------ Documentgedeelte

ECLI:NL:RBAMS:2022:7378

Rechtbank Amsterdam

Datum uitspraak
9 december 2022
Publicatiedatum
8 december 2022
Zaaknummer
21/5724
Instantie
Rechtbank Amsterdam
Type
Uitspraak
Rechtsgebied
Bestuursrecht
Procedures
  • Eerste aanleg - enkelvoudig
Vindplaatsen
  • Rechtspraak.nl
AI samenvatting door LexboostAutomatisch gegenereerd

Beoordeling van bijzondere bijstand voor verhuis- en inrichtingskosten en huur voor de maand juli 2021

In deze uitspraak van de Rechtbank Amsterdam op 9 december 2022, in de zaak tussen eiseres, een alleenstaande vrouw met Iraanse nationaliteit en statushouder, en het college van burgemeester en wethouders van de gemeente Amstelveen, wordt de aanvraag van eiseres voor bijzondere bijstand voor verhuis- en inrichtingskosten beoordeeld. Eiseres had bijzondere bijstand aangevraagd voor de huur voor de maand juli 2021, nadat verweerder eerder bijzondere bijstand had toegekend voor de maand juni 2021. De rechtbank oordeelt dat het besluit van verweerder om geen bijzondere bijstand voor de huur van juli 2021 toe te kennen, in overeenstemming is met het buitenwettelijk begunstigend beleid. De rechtbank toetst dit beleid terughoudend en concludeert dat eiseres geen recht heeft op de gevraagde bijstand voor de huur van juli 2021. Daarnaast oordeelt de rechtbank dat verweerder ten onrechte bedragen in mindering heeft gebracht op de overbruggingskosten die aan eiseres zijn toegekend. De rechtbank vernietigt het bestreden besluit voor zover het de hoogte van de inhoudingen op de overbruggingskosten betreft en draagt verweerder op om binnen zes weken een nieuw besluit te nemen. Eiseres krijgt ook een vergoeding van haar proceskosten en het griffierecht terugbetaald.

------------
------ Gegevensoverzicht

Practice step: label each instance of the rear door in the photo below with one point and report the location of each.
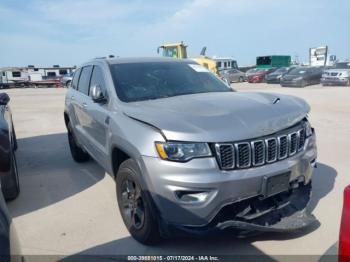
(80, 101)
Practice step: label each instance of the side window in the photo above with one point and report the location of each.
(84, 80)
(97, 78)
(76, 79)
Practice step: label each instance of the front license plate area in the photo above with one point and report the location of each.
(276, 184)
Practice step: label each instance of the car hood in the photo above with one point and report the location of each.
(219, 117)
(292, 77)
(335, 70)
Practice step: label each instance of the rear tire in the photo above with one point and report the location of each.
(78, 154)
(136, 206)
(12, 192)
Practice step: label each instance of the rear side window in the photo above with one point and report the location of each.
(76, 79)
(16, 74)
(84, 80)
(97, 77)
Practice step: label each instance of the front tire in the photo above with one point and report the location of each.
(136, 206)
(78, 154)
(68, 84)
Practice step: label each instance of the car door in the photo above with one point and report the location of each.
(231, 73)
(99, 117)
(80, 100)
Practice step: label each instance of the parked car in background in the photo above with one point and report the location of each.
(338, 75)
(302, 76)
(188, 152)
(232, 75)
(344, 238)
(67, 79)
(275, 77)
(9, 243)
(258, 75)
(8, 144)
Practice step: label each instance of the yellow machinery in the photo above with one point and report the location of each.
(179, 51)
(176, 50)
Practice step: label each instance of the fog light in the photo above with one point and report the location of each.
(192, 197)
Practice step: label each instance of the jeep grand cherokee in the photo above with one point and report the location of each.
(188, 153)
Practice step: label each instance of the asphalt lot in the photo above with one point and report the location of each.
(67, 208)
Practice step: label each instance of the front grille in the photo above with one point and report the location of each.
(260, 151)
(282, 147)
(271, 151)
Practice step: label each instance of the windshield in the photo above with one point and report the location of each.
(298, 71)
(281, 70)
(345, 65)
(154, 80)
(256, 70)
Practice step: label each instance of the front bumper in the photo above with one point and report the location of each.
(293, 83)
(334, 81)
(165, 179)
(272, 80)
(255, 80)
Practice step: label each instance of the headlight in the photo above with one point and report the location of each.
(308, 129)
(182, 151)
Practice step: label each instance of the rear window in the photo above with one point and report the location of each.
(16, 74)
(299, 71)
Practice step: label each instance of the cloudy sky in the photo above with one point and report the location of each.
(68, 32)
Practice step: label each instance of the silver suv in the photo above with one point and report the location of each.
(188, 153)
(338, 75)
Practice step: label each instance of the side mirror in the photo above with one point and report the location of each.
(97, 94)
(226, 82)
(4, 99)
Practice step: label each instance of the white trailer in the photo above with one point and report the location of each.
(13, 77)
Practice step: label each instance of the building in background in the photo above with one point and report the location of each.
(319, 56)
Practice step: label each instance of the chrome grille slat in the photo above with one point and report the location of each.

------------

Opdrachten:
(A) Binnen welke termijn moet verweerder volgens de uitspraak over bijzondere bijstand een nieuw besluit nemen?
(B) Schrijf de uitspraak over bijzondere bijstand verder, beginnend na de laatste zin.

Gegeven antwoorden:
(A) Binnen zes weken.

(B)
Uitspraak

RECHTBANK AMSTERDAM

Bestuursrecht
zaaknummer: AMS 21/5724

uitspraak van de enkelvoudige kamer van 9 december 2022 in de zaak tussen

[eiseres] , uit Amstelveen, eiseres

(gemachtigde: mr. T.F.W. Kouwenhoven),
en
het college van burgemeester en wethouders van de gemeente Amstelveen, verweerder
(gemachtigde: mr. T. Kok).

Procesverloop

In deze uitspraak beoordeelt de rechtbank het beroep van eiseres. Zij vindt dat aan haar onvoldoende bijzondere bijstand is toegekend.
Verweerder heeft met de besluiten van 18 juni 2021 (primaire besluit I) en 14 juli 2021 (primaire besluit II) bijzondere bijstand aan eiseres toegekend. Hiertegen heeft eiseres bezwaar gemaakt. Met het bestreden besluit van 20 oktober 2021 heeft verweerder het bezwaar van eiseres ongegrond verklaard.
Verweerder heeft op het beroep gereageerd met een verweerschrift.
De rechtbank heeft het beroep op 15 juni 2022 op zitting behandeld. Eiseres, de gemachtigde van eiseres en de gemachtigde van verweerder waren hierbij aanwezig. Als tolk in de taal Farsi was de heer [naam] aanwezig.
De rechtbank heeft op grond van artikel 8:64 van de Algemene wet bestuursrecht (Awb) het onderzoek ter zitting geschorst en bepaald dat het vooronderzoek wordt hervat voor nader onderzoek door partijen ook om te bezien of zij met elkaar tot een minnelijke oplossing kunnen komen. Partijen hebben uiteindelijk geen overeenstemming bereikt en hebben de rechtbank toestemming gegeven om de zaak zonder nadere zitting af te doen.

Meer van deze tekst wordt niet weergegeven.